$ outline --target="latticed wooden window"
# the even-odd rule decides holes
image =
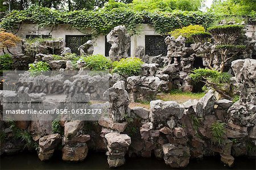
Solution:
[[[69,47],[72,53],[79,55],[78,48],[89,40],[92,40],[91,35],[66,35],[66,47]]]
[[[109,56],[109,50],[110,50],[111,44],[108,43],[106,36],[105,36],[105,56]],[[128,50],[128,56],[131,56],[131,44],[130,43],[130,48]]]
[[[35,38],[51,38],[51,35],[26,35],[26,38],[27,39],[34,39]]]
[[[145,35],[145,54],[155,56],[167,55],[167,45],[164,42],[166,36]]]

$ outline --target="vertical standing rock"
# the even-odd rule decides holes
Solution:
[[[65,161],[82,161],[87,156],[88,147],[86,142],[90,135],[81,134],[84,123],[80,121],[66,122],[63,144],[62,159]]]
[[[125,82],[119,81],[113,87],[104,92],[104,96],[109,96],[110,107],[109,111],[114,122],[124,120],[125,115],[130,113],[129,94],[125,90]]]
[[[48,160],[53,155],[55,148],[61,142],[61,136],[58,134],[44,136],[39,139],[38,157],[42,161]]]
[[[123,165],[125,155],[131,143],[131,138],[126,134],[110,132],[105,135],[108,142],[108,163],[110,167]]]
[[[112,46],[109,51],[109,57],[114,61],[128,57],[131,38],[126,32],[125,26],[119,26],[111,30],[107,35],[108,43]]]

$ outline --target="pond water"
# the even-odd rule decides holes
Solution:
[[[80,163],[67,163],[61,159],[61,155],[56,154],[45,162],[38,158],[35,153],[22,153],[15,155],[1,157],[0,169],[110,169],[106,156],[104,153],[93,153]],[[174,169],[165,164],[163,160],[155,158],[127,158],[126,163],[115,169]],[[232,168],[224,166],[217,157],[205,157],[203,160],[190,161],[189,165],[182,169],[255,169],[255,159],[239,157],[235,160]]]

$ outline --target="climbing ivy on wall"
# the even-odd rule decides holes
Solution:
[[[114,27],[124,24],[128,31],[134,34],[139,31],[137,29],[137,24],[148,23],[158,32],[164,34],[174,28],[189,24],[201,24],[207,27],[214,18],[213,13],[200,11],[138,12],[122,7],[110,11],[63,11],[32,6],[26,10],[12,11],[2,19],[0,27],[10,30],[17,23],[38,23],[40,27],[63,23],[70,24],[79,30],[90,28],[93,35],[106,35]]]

════════════════

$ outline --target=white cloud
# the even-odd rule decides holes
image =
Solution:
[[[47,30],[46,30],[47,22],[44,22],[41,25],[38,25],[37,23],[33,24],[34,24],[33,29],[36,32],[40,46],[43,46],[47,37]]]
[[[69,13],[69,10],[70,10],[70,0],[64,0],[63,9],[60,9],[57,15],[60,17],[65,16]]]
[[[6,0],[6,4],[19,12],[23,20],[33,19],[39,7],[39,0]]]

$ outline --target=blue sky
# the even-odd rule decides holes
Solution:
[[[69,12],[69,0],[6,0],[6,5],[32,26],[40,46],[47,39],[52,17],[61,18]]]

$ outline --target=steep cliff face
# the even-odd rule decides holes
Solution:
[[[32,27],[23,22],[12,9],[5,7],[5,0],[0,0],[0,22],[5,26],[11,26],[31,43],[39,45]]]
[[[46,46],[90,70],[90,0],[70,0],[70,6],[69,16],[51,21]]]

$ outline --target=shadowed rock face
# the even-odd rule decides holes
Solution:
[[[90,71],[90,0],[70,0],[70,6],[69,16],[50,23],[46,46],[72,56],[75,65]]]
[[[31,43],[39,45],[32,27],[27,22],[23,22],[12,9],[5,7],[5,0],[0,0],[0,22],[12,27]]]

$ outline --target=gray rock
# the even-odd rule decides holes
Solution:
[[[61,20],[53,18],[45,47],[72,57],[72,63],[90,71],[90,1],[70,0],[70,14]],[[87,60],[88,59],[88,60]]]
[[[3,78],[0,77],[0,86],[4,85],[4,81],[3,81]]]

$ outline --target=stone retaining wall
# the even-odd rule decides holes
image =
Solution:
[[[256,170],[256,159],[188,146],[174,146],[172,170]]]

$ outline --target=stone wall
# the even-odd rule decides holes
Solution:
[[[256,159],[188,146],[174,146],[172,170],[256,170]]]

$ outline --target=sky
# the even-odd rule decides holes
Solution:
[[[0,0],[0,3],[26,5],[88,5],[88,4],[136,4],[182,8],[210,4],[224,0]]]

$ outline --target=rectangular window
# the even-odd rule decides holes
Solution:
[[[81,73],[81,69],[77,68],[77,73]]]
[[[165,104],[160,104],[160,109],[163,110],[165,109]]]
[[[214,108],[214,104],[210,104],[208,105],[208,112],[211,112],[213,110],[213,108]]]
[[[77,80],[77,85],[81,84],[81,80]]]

════════════════

Work instructions » Recast the records from the line containing "outline --target=rectangular window" through the line containing "[[[77,80],[77,85],[81,84],[81,80]]]", both included, as a numbered list, and leave out any blank lines.

Response for this exercise »
1. $ outline --target=rectangular window
2. # the even-odd rule decides holes
3. Solution:
4. [[[81,73],[81,69],[77,68],[77,73]]]
5. [[[165,104],[160,104],[160,109],[163,110],[165,109]]]
6. [[[214,108],[214,104],[210,104],[208,105],[208,112],[211,112],[213,110],[213,108]]]
7. [[[77,80],[77,85],[81,84],[81,80]]]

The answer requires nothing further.